TASK INSTRUCTIONS:
In the discussion of GE turbine control drawings, where were the detailed schematics for the older Mark 1 units also included?

TEXT UNDER STUDY:

GE provided us with the detailed schematics that showed all board mounted components. Integrated circuits were shown simplified. I thought all customers got these prints, I know that other utilities have also been provided with these documents.
It is not cost effective in this instance (client specific dynamics) to replace the existing MKI equipment. Controller replacement has already been explored. A cost effective solution is to hook up a number of analogue signals from the panel into a purpose configured data collector. The signal collection will be limited and will focus on the points where maximum interpretation will be available using proven rule based analytics and remote monitoring. I am aware that GE have passed a number of these back sheets out and that they have been recognised as public domain and are used by after market card repairers. The purpose of access to the back sheets is to define the best available point of connection for our purposes as all the available pins are not shown on the elementary. I have installed and designed MKI to MKVI and know how useful they will be in optimising connection, and although not absolutely essential will provide a good input to the final design. Any assistance would be most welcome.
> Any assistance would be most welcome.
You could trying reaching out to G.T.C.
I know they can help..!!
GE should have provided a large package of drawings for your unit. These drawings should include mechanical drawings for the turbines, generator, valves, pumps, piping, foundation, etc. On our 3 units they also included detailed drawings of the Alterrex excitation controls, and turbine control system. The drawings that GE provided were all summarized in the GE CONSTRUCTION PRINT LIST.
On our older Mark 1 units, the detailed schematics were also included in the GE instruction manual Volume 3. In other words, the manuals contained the same detailed schematics as the construction prints. Pin numbers, resistor and capacitance values were all provided.
On our slightly newer Mark 2 unit, the drawings in the manual are not detailed like on the Mark 1. But we were still provided the detailed drawings as part of the construction prints.
So I would advise you to review your construction print list and look for E drawings.

DATA PROVIDED:
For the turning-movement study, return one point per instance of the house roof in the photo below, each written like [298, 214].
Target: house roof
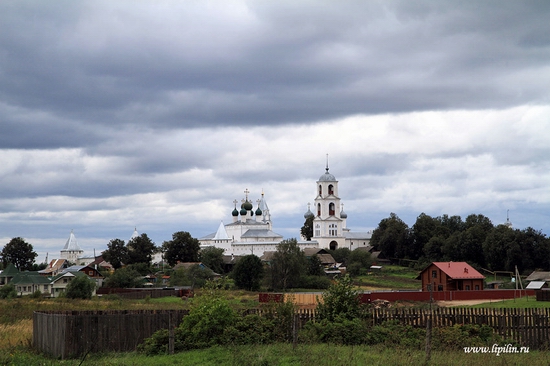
[71, 244]
[10, 271]
[457, 270]
[539, 276]
[535, 285]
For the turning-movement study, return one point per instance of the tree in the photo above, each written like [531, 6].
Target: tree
[182, 248]
[341, 300]
[80, 287]
[287, 265]
[126, 277]
[307, 229]
[141, 250]
[248, 273]
[212, 257]
[391, 237]
[116, 253]
[20, 253]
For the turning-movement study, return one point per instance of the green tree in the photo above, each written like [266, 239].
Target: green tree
[358, 262]
[307, 229]
[20, 253]
[288, 265]
[141, 250]
[182, 248]
[248, 273]
[392, 237]
[116, 253]
[124, 278]
[80, 287]
[212, 257]
[8, 292]
[340, 301]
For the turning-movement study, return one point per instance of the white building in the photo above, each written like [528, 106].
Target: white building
[71, 251]
[329, 223]
[250, 231]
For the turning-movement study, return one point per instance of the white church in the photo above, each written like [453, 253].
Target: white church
[251, 230]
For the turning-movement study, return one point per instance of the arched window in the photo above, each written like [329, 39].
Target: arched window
[331, 210]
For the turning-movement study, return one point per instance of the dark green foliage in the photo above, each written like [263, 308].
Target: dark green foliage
[80, 287]
[341, 331]
[116, 253]
[20, 253]
[307, 229]
[124, 278]
[248, 273]
[251, 329]
[392, 237]
[182, 248]
[359, 262]
[287, 266]
[141, 250]
[340, 301]
[315, 282]
[314, 266]
[340, 255]
[212, 257]
[194, 276]
[8, 291]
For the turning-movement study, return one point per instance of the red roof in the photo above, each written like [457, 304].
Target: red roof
[458, 270]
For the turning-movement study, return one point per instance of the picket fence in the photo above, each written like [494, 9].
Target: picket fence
[79, 332]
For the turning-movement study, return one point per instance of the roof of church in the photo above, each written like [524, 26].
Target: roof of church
[72, 244]
[260, 233]
[221, 234]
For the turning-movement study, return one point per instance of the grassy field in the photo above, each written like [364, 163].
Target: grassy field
[285, 354]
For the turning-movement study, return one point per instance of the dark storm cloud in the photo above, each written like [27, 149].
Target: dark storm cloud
[168, 65]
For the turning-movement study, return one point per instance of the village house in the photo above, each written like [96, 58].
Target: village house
[450, 276]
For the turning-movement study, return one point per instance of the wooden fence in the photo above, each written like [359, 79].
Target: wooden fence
[65, 334]
[528, 327]
[73, 333]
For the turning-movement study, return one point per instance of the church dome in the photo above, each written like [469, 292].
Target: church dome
[327, 177]
[247, 205]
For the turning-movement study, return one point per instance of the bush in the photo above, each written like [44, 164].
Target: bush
[80, 287]
[8, 292]
[341, 331]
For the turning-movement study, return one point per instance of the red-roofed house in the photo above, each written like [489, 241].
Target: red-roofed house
[451, 276]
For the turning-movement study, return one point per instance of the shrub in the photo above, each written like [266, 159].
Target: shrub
[8, 292]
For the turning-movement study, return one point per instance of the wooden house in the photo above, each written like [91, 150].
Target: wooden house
[451, 276]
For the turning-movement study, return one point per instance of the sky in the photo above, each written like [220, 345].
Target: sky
[157, 115]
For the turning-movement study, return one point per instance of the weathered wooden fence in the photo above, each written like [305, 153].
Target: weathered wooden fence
[65, 334]
[73, 333]
[528, 327]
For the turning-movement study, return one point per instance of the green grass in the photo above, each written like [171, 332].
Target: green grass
[521, 303]
[285, 354]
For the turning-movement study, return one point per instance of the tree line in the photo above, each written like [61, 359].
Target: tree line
[474, 240]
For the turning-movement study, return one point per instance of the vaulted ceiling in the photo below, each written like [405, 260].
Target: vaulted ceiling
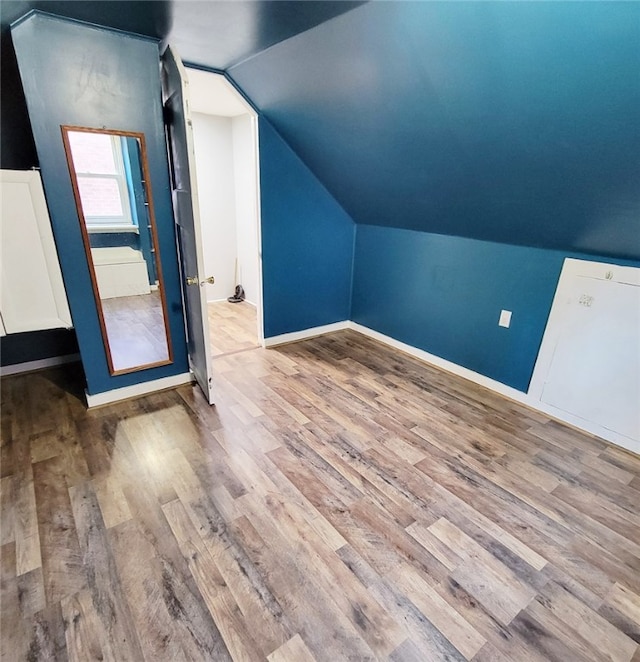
[511, 122]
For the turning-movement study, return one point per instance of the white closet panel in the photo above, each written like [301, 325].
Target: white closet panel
[589, 362]
[32, 294]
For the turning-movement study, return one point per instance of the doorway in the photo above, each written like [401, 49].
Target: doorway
[226, 157]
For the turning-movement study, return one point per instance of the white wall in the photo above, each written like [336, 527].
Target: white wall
[246, 204]
[213, 141]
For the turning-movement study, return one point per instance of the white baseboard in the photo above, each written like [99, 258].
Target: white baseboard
[632, 445]
[136, 390]
[306, 333]
[30, 366]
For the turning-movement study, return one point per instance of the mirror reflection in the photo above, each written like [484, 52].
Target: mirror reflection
[111, 185]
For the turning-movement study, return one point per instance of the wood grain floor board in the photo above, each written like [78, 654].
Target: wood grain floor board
[342, 501]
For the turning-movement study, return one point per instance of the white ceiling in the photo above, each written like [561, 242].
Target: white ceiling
[212, 94]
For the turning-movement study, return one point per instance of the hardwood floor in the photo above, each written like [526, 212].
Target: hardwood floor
[340, 502]
[136, 330]
[233, 327]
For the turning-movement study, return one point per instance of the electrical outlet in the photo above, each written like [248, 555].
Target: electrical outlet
[505, 318]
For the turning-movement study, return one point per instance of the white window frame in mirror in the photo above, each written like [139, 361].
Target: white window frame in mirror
[122, 223]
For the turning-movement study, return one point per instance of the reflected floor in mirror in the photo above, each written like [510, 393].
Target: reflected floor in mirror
[135, 328]
[232, 327]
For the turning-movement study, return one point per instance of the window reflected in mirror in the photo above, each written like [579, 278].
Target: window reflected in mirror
[111, 185]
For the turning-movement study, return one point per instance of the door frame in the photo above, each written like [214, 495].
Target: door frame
[252, 111]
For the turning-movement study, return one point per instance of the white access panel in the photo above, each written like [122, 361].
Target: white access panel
[589, 362]
[32, 294]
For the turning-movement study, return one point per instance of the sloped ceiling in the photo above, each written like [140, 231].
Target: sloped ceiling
[512, 122]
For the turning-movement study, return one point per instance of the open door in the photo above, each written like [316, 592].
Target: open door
[187, 217]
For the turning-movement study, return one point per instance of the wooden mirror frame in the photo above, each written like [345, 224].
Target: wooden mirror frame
[66, 129]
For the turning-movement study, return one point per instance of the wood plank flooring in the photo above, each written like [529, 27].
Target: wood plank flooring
[341, 501]
[233, 327]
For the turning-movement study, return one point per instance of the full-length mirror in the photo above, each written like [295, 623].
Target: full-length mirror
[111, 185]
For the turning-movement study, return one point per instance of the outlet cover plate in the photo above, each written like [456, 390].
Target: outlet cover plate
[505, 318]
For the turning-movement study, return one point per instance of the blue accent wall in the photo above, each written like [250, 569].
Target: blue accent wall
[512, 122]
[444, 295]
[307, 243]
[75, 74]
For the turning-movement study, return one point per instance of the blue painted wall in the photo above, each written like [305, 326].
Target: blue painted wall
[80, 75]
[514, 122]
[444, 295]
[307, 243]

ANSWER FOR THIS EXERCISE:
In the GE instruction manual Volume 3.